### What you are asked to do
Write what comes next in the passage about the electric mini excavator trial in civil construction, beginning after its final sentence.

### Source passage

[Start of section]

Business context
Sector: Civil construction
Location: Auckland
Scale: Small to medium enterprise; 11 staff, supplemented by contractors and subcontractors
The challenge
Civil construction has a significant carbon footprint. Diesel equipment is the norm on New Zealand job sites, and many contractors treat sustainability as a compliance exercise. Kenai Managing Director Caleb Male founded the company in 2021 to do things differently by committing to measure and reduce environmental impacts across every project.
In addition to reducing emissions, two issues drove the decision to go electric. Firstly, working in noise-sensitive and pollution-sensitive environments, such as hospitals and schools, make standard excavators impractical. Secondly, noisy diesel engines make communication difficult, particularly between a machine operator and a spotter looking out for hazards.
What changed?
In 2023/24, Kenai partnered with the Energy Efficiency and Conservation Authority (EECA) to trial a JCB 19C-1E electric mini excavator. New Zealand's predominantly renewable electricity grid means switching from diesel can lower emissions. The trial is also a way to gather real data on how the technology performs on actual job sites.
Kenai matches the machine to jobs where it works best: smaller urban sites where it can return to base or plug into a 15-amp power supply overnight to recharge. At seven to eight hours of runtime per charge, it covers a standard working day. Its compact size means it travels on a trailer, making it practical across multiple sites. All results feed into Kenai's environmental tracking matrix and are shared with clients to support their own sustainability reporting.
Results so far
Two years in, the trial has validated the approach and feedback from projects has been more positive.
- Carbon savings. Since initiation, Kenai’s JCB 19C-1E has recorded 625.3 running hours. Based on an equivalent diesel fuel burn comparison, this represents an estimated saving of 2,189 litres of diesel and approximately 5.87 tonnes of emissions avoided.
- Improved site safety. Reduced noise has made communication between operators and spotters easier, directly lowering the risk of hazard strikes.

[End of section]

[Data records]
[Start of section]

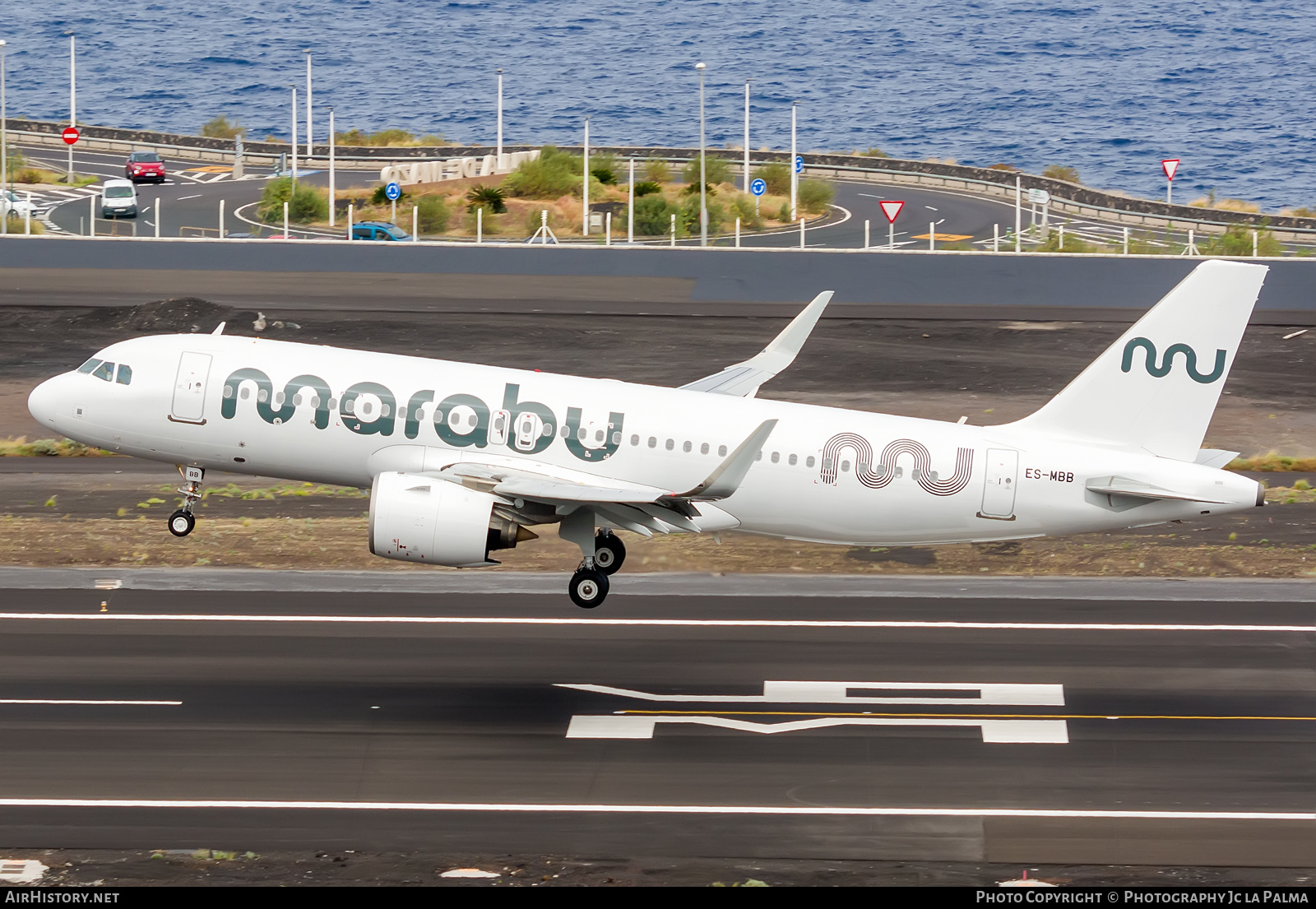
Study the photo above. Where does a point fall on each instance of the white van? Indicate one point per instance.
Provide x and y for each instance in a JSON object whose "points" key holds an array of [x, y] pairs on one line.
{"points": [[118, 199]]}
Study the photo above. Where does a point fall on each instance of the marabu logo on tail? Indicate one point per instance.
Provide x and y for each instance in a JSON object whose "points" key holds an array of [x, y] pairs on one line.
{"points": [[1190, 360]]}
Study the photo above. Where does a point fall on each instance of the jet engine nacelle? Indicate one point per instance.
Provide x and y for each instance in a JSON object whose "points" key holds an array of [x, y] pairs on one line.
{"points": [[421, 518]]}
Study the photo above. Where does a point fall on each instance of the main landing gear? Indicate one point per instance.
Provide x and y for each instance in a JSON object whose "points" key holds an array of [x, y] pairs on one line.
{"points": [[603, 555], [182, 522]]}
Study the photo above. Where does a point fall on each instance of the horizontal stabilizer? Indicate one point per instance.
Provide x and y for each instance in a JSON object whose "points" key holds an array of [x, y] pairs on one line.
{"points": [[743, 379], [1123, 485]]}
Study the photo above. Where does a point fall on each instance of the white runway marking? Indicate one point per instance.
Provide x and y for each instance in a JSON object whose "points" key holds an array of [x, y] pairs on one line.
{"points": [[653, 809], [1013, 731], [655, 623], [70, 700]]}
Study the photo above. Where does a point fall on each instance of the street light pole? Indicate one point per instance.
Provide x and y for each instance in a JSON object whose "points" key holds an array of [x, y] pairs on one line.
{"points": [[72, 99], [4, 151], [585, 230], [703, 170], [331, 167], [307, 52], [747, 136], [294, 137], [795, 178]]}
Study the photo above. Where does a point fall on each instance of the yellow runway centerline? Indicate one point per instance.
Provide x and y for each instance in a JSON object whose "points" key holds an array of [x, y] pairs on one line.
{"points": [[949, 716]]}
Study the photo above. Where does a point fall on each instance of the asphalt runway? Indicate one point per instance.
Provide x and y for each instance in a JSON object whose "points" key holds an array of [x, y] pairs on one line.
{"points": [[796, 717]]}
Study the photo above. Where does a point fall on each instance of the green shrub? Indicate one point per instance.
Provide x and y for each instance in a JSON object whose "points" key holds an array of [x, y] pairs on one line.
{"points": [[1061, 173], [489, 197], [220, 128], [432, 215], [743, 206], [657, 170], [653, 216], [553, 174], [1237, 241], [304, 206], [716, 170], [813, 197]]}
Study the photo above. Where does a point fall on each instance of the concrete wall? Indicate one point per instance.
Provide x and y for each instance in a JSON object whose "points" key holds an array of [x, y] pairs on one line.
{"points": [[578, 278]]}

[End of section]

### Task output
- Access to new environments. The machine has opened up jobs in medical and food facilities where fumes and noise were previously a barrier.
- Reduced servicing. Without a combustion engine to maintain, pre-start checks are shorter and overall servicing requirements are lower.
- Positive reception. Workers appreciate the quieter environment and the ability to communicate clearly without a radio. On site, the machine generates interest rather than scepticism.
There have been useful lessons too. Greenfield sites far from power infrastructure remain a challenge, and the total cost of electric ownership needs to account for charging infrastructure, not just the machine itself. Caleb sees this as useful data for the wider industry.
Looking ahead
Kenai is looking at larger electric excavators and other remote power options. Once work is flowing steadily, the next round of equipment investment will go electric where the technology fits.
At a system level, on-site power infrastructure is the missing piece. Caleb sees two paths forward. Developers and infrastructure owners installing power earlier in projects so it is available during construction, or third-party suppliers providing on-site battery solutions. Both require planning and investment from beyond the contracting sector. Larger projects are beginning to specify electric equipment, and as that becomes more common, it creates the scale that makes infrastructure investment worthwhile.
For other businesses thinking about a similar step, Caleb’s advice is practical. Go in with eyes open about infrastructure costs, keep the cost-benefit analysis current and match the machine to the right jobs. The technology works. The challenge is setting it up to succeed.